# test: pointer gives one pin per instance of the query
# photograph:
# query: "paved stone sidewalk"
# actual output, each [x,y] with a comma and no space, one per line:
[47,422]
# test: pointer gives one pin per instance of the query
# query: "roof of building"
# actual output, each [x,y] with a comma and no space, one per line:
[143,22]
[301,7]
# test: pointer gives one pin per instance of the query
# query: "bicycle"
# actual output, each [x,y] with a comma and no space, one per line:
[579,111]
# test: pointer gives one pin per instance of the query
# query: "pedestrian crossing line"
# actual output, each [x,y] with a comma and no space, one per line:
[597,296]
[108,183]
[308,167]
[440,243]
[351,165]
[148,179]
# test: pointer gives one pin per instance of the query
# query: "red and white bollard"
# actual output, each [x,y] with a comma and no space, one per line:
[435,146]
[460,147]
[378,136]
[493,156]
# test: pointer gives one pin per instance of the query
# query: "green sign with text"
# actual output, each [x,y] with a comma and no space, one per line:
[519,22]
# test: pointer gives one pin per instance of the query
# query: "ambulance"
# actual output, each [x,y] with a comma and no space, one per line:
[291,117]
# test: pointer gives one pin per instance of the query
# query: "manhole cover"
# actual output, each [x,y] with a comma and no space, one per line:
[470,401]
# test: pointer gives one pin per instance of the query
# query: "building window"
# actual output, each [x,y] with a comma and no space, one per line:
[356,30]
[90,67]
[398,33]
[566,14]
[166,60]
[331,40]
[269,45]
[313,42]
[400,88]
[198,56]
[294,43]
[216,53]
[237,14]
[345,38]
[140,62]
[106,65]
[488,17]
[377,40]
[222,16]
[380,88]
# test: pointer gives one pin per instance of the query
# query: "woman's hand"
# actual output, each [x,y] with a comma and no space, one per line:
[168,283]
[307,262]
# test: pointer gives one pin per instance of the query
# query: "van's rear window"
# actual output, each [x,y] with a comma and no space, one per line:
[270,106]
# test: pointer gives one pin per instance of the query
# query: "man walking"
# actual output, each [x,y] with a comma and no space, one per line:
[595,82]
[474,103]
________
**REQUIREMENTS**
Could you retype the entire listing above line for line, leaving every character unchanged?

**FINAL RESULT**
# test: pointer gives one pin per instance of the query
# photograph:
# query: "paved stone sidewalk"
# actual output, each [x,y] with a comma and no space, one per line:
[47,422]
# test: pointer gives one pin per instance of the query
# query: "roof of building"
# actual output, each [x,y] with a comma and no space, one per line:
[143,22]
[301,7]
# test: pointer gives one pin per instance of the query
# query: "bicycle"
# actual output, each [x,y] with a comma and no space, one per line:
[579,111]
# test: pointer gives one pin per instance of the query
# query: "pedestrian crossing line"
# actual output, each [x,y] with a comma and no space, one per line:
[597,296]
[108,183]
[308,167]
[440,243]
[351,165]
[148,179]
# test: pointer gives one pin per instance of the query
# query: "red and white bollard"
# actual output, each [x,y] with a comma and no space, one per line:
[435,146]
[460,147]
[378,136]
[493,156]
# test: pointer gives one pin per instance of the query
# query: "green sign with text"
# actual output, each [x,y] with a comma and no space, one per line:
[519,22]
# test: pointer gives one pin per instance of the query
# query: "ambulance"
# actual output, each [x,y] with a comma and no space, one per line:
[291,117]
# test: pointer gives one pin per instance of the query
# query: "manhole cover"
# actual output, each [x,y] with a comma and no space, one per line:
[470,401]
# test: pointer gives one pin per instance of the query
# query: "building window"
# actual output, each [x,y] with a comma and no space, one per line:
[356,30]
[90,67]
[398,33]
[566,14]
[166,60]
[331,40]
[269,45]
[313,42]
[400,88]
[198,56]
[294,43]
[216,53]
[237,14]
[345,38]
[140,62]
[106,65]
[488,17]
[377,40]
[222,16]
[380,88]
# test: pointer gives one pin per instance of the query
# query: "woman's hand"
# actual output, each [x,y] with a comma and no space, one per line:
[168,283]
[307,262]
# test: pointer gives one pin per instance of the query
# query: "van's rear window"
# actual output, each [x,y] with a comma and no space, one per line:
[270,106]
# test: pointer gives one pin per instance of the query
# query: "man walking"
# actual output, each [x,y] with a comma and no space, one per line:
[595,82]
[474,103]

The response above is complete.